• Task statement:
Set down exactly, from the records below, the line with "Expected behaviour: a marker sits on the drainpipe, one" through the line with "Expected behaviour: a marker sits on the wooden lintel, one", and nothing else.

---------------

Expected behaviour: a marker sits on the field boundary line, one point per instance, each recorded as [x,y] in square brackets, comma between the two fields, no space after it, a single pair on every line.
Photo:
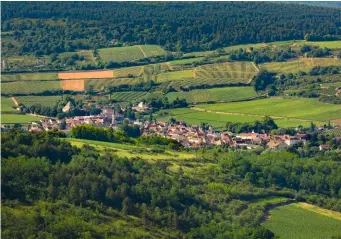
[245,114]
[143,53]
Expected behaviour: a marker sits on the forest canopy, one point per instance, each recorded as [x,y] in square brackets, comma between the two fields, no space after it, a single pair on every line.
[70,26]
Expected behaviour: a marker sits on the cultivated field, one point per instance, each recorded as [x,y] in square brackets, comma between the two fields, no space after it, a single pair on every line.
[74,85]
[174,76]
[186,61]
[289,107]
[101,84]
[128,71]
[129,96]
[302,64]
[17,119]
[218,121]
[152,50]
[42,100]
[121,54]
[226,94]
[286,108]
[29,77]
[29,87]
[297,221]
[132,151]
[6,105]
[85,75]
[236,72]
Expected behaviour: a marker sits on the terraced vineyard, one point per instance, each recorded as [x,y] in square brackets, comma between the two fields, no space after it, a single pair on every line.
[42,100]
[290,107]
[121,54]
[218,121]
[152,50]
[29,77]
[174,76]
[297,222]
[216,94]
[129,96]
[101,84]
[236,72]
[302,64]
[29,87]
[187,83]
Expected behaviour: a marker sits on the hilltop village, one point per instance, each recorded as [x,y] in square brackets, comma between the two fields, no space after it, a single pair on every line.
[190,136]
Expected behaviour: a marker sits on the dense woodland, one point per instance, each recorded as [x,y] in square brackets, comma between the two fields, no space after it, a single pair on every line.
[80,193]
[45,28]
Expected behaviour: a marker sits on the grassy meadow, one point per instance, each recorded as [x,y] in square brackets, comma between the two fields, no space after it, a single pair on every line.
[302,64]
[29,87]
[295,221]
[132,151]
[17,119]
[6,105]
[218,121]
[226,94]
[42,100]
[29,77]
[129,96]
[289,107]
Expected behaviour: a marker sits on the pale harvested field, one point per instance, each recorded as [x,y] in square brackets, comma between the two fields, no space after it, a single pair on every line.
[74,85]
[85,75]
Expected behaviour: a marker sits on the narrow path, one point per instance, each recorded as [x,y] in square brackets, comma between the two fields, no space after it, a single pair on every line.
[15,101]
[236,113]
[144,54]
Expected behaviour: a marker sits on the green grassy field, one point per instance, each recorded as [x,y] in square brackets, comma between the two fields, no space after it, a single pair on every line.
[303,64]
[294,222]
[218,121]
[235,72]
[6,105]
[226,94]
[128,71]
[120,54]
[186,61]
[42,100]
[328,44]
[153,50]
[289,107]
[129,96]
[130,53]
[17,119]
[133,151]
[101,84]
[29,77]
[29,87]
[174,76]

---------------

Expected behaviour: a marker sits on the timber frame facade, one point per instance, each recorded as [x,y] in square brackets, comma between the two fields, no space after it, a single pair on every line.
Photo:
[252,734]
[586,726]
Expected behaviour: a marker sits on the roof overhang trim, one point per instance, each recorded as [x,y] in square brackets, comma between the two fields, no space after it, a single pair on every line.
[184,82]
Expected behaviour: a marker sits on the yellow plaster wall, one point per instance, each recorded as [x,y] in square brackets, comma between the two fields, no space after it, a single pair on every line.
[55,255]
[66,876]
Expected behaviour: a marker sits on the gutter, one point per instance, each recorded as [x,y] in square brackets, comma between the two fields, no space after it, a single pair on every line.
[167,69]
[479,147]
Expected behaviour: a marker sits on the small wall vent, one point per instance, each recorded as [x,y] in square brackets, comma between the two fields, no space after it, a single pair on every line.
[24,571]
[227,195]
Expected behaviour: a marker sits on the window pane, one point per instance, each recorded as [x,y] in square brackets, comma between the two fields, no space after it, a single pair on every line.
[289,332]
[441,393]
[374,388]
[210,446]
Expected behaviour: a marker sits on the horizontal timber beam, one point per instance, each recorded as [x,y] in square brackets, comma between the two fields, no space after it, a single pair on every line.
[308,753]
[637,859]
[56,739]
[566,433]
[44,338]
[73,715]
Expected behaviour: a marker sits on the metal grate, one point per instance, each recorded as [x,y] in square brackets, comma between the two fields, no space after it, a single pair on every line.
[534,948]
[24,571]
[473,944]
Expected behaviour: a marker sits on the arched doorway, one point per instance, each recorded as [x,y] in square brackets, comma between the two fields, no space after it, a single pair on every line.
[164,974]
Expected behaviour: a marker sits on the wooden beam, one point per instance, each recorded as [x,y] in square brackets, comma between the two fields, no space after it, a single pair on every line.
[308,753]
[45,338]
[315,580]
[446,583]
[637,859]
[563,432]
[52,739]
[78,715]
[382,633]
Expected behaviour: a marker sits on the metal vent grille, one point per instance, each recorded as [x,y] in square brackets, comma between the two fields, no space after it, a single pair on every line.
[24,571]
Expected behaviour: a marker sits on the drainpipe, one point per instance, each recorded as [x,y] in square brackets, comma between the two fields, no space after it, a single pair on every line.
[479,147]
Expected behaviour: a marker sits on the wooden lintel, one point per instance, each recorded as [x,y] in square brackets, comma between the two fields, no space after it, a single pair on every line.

---------------

• Answer to the problem:
Expected behaviour: a marker sits on the drainpipe, one point per instance, each recorded as [x,y] in square brackets, comma between the two fields, no space after it, a single pair on every line.
[479,147]
Expected behaviour: a marker sits on the wooden lintel, one point per instance, each recorded as [x,y] in square brackets, comma between the two fields, no space after it, a single pair on every line.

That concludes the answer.